Consigne de l'exercice:
Selon le texte, dans quelle paroisse la première communion d'Hippolyte eut-elle lieu ?

Texte:
------------
La première communion de son frère Hippolyte frappa l'imagination d'Aurore. La cérémonie eut lieu à la paroisse voisine de Saint-Chartier, celle de Nohant étant supprimée. Le curé de Saint-Chartier était bien le prêtre le plus étrange et le plus paysan qui se pût concevoir. Bonhomme et terre à terre, il se souciait beaucoup moins de l'Evangile que des intérêts temporels de ses ouailles et des profits de son ministère. Entre beaucoup, George Sand nous a transmis l'un de ses sermons: «Mes chers amis, voilà que je reçois un mandement de l'archevêque qui nous prescrit encore une procession. Monseigneur en parle bien à son aise! Il a un beau carrosse pour porter sa Grandeur, et un tas de personnages pour se donner du mal à sa place; mais moi, me voilà vieux, et ce n'est pas une petite besogne que de vous ranger en ordre de procession. La plupart de vous n'entendent ni à hue ni à dia. Vous vous poussez, vous vous marchez sur les pieds, vous vous bousculez pour entrer ou pour sortir de l'église, et j'ai beau me mettre en colère, jurer après vous, vous ne m'écoutez point, et vous vous comportez comme des veaux dans une étable. Il faut que je sois à tout dans ma paroisse et dans mon église. C'est moi qui suis obligé de faire toute la police, de gronder les enfants et de chasser les chiens. Or je suis las de toutes ces processions qui ne servent à rien du tout pour votre salut et pour le mien. Le temps est mauvais, les chemins sont gâtés, et si Monseigneur était obligé de patauger comme nous deux heures dans la boue avec la pluie sur le dos, il ne serait pas si friand de cérémonies. Ma foi, je n'ai pas envie de me déranger pour celle-là, et, si vous m'en croyez, vous resterez chacun chez vous… Oui-da, j'entends le père un tel qui me blâme, et voilà ma servante qui ne m'approuve point. Ecoutez, que ceux qui ne sont pas contents aillent… se promener. Vous en ferez ce que vous voudrez; mais, quant à moi, je ne compte pas sortir dans les champs. Je vous ferai votre procession autour de l'église. C'est bien suffisant. Allons, allons, c'est entendu. Finissons cette messe, qui n'a duré que trop longtemps.»
------------
Entrées extraites:
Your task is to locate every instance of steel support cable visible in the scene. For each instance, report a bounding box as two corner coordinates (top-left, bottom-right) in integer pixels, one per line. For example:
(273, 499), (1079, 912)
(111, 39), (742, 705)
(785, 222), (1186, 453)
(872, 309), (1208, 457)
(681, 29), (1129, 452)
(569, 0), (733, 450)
------------
Réponse attendue:
Dans la paroisse voisine de Saint-Chartier, celle de Nohant étant supprimée.